◆ Supplied entries:
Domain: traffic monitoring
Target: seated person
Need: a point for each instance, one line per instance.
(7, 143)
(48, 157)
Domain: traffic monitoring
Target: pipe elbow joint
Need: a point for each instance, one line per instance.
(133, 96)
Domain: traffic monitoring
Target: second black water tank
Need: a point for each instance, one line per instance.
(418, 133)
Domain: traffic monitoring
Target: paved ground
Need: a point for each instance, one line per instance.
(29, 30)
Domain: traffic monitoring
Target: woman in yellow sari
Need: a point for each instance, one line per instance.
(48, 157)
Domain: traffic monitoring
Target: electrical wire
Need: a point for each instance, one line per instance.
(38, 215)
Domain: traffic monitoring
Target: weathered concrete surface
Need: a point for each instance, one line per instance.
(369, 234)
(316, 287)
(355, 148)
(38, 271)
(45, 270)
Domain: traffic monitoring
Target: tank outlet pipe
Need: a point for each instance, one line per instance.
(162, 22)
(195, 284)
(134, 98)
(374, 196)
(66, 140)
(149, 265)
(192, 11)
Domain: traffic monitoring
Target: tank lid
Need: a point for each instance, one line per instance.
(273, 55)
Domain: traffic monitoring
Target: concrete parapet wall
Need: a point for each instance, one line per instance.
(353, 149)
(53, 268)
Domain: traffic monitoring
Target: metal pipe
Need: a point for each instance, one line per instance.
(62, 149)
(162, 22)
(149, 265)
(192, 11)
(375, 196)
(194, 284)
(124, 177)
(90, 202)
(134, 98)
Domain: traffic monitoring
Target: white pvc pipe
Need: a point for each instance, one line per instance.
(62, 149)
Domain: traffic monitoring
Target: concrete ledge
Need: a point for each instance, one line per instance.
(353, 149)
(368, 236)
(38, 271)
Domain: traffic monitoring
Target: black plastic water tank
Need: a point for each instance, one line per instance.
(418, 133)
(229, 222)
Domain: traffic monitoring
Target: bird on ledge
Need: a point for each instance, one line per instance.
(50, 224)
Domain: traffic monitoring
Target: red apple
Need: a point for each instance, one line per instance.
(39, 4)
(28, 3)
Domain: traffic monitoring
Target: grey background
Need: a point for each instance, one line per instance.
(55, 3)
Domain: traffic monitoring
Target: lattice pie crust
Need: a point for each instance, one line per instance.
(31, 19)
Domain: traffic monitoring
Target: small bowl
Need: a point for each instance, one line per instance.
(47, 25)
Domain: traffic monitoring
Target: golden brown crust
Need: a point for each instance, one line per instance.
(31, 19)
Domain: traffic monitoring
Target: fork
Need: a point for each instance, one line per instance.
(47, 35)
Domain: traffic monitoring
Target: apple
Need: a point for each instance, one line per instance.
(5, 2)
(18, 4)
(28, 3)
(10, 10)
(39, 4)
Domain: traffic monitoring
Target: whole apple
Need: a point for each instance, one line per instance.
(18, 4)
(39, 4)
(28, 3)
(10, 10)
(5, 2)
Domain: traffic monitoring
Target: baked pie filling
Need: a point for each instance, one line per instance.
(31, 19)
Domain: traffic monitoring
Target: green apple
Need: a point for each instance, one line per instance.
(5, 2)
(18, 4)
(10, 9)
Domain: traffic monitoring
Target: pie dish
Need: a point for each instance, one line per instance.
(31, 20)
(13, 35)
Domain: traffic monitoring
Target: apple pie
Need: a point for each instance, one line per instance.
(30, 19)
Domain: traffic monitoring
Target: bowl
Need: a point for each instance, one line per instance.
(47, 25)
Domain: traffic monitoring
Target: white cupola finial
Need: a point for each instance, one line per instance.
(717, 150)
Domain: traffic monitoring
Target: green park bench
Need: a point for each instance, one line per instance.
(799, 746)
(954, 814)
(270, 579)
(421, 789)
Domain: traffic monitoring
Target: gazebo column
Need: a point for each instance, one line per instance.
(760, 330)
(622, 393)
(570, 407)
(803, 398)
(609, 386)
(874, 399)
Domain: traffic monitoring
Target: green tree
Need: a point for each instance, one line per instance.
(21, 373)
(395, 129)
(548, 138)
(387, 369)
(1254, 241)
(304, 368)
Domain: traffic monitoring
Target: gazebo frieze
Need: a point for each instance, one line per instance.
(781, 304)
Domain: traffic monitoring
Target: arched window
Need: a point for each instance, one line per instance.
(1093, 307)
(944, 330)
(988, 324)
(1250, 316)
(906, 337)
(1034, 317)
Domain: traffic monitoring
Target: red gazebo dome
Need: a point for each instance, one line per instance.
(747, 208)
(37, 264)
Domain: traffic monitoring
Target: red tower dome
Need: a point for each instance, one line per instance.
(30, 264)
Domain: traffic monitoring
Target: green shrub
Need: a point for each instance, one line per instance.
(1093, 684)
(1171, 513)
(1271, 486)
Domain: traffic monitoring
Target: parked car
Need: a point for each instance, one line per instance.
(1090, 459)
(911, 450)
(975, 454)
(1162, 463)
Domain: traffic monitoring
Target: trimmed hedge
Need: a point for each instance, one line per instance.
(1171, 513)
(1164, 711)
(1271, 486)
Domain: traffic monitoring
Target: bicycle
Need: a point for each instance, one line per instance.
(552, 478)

◆ Directions for this task: Exactly as written above, copy out all the records.

◆ Response area:
Domain: traffic monitoring
Target: seated person
Need: a point for each instance, one line per instance.
(7, 143)
(48, 157)
Domain: traffic monitoring
Target: pipe elbow joint
Need: a point for each instance, one line per instance.
(133, 96)
Domain: traffic monitoring
Target: second black water tank
Need: a point for each instance, one line per instance.
(418, 133)
Domain: traffic monitoring
Target: paved ground
Need: a point for each instance, one line per instance.
(29, 30)
Domain: traffic monitoring
Target: woman in yellow sari
Need: a point for each instance, one line per instance.
(48, 157)
Domain: traffic monitoring
Target: electrical wire
Need: a point for each instance, one line per instance.
(38, 215)
Domain: traffic monitoring
Target: weathered concrete surface
Need: a point for each instance, one line per instance.
(369, 234)
(316, 287)
(355, 148)
(38, 271)
(45, 270)
Domain: traffic monitoring
Target: tank outlet pipe
Need: a point for each instance, one line per instance.
(162, 22)
(195, 284)
(134, 98)
(374, 196)
(66, 140)
(149, 265)
(192, 11)
Domain: traffic monitoring
Target: tank lid
Need: a point for each instance, one line per instance.
(273, 55)
Domain: traffic monitoring
Target: concrete parapet wall
Need: a point for each instance, one line per instance.
(353, 149)
(53, 268)
Domain: traffic monitoring
Target: metal pipe
Need: a point for each instance, one line per instance.
(62, 149)
(162, 22)
(149, 265)
(192, 11)
(375, 196)
(194, 284)
(124, 177)
(90, 202)
(134, 98)
Domain: traffic monitoring
Target: white pvc pipe
Need: a point for each instance, one line per instance.
(62, 149)
Domain: traffic monitoring
Target: concrete ledge
Need: a point for each instance, one line per instance.
(353, 149)
(368, 236)
(38, 271)
Domain: traffic monitoring
Target: black plastic water tank
Need: a point for each instance, one line per instance.
(418, 133)
(229, 222)
Domain: traffic monitoring
Target: bird on ledge
Need: a point for each instance, one line per instance.
(50, 224)
Domain: traffic monitoring
Target: red apple
Need: a point for each instance, one line per instance.
(39, 4)
(28, 3)
Domain: traffic monitoring
Target: grey background
Need: a point for each instance, one line per instance.
(55, 3)
Domain: traffic monitoring
Target: lattice pie crust
Need: a point for each instance, one line per instance.
(31, 19)
Domain: traffic monitoring
Target: small bowl
Need: a point for each instance, one line per instance.
(47, 25)
Domain: traffic monitoring
Target: golden brown crust
Need: a point for each instance, one line per instance.
(31, 19)
Domain: traffic monitoring
Target: fork
Need: a point for each instance, one line per instance.
(47, 35)
Domain: traffic monitoring
Target: apple
Need: a point for each instance, one line per instance.
(5, 2)
(18, 4)
(28, 3)
(10, 10)
(39, 4)
Domain: traffic monitoring
Target: whole apple
Need: a point for each instance, one line per instance.
(18, 4)
(39, 4)
(28, 3)
(10, 10)
(5, 2)
Domain: traffic monitoring
Target: baked pie filling
Need: a point for each instance, one line per instance.
(31, 19)
Domain: traffic monitoring
Target: green apple
Need: a point for each instance, one line per instance.
(5, 2)
(18, 4)
(10, 9)
Domain: traffic monitoring
Target: pie dish
Need: a point for each instance, one line per instance.
(31, 20)
(13, 35)
Domain: traffic monitoring
Target: apple pie
Need: a point for each instance, one line per instance.
(30, 19)
Domain: traffic monitoring
Target: bowl
Need: a point for each instance, one line per instance.
(47, 25)
Domain: traffic monitoring
Target: white cupola finial
Need: a point for each instance, one line per instance.
(717, 150)
Domain: traffic monitoring
Target: green park bench
Need: a point for each instance, one line per instance.
(799, 746)
(954, 814)
(270, 579)
(421, 789)
Domain: traffic monitoring
Target: gazebo column
Need: a point for each instance, one line per instance.
(760, 330)
(622, 393)
(570, 407)
(803, 398)
(609, 386)
(874, 399)
Domain: traffic monitoring
Target: green tree
Need: a point for each instance, one line per instance.
(21, 373)
(395, 129)
(548, 138)
(387, 369)
(1254, 241)
(304, 368)
Domain: traffic monitoring
Target: gazebo frieze
Need: a point for each instance, one line per instance.
(781, 304)
Domain: traffic monitoring
Target: arched window
Need: a point for each instance, one line per instance.
(1093, 307)
(944, 330)
(988, 324)
(1250, 316)
(906, 337)
(1034, 317)
Domain: traffic monitoring
Target: red gazebo dome
Need: a point for each instance, one line per instance.
(747, 208)
(37, 264)
Domain: traffic monitoring
Target: red tower dome
Need: a point for each instance, one line per instance.
(30, 264)
Domain: traffic monitoring
Target: green shrub
Need: a point for each instance, one line per instance.
(1093, 684)
(1171, 513)
(1271, 486)
Domain: traffic monitoring
Target: parked car
Need: a point for each instance, one line per instance.
(1090, 459)
(911, 450)
(975, 454)
(1162, 463)
Domain: traffic monitoring
Target: trimmed hedge
Need: a point for each instance, one line per instance.
(1171, 513)
(1164, 711)
(1271, 486)
Domain: traffic monitoring
Target: bicycle
Need: a point for each instance, one line per instance.
(552, 478)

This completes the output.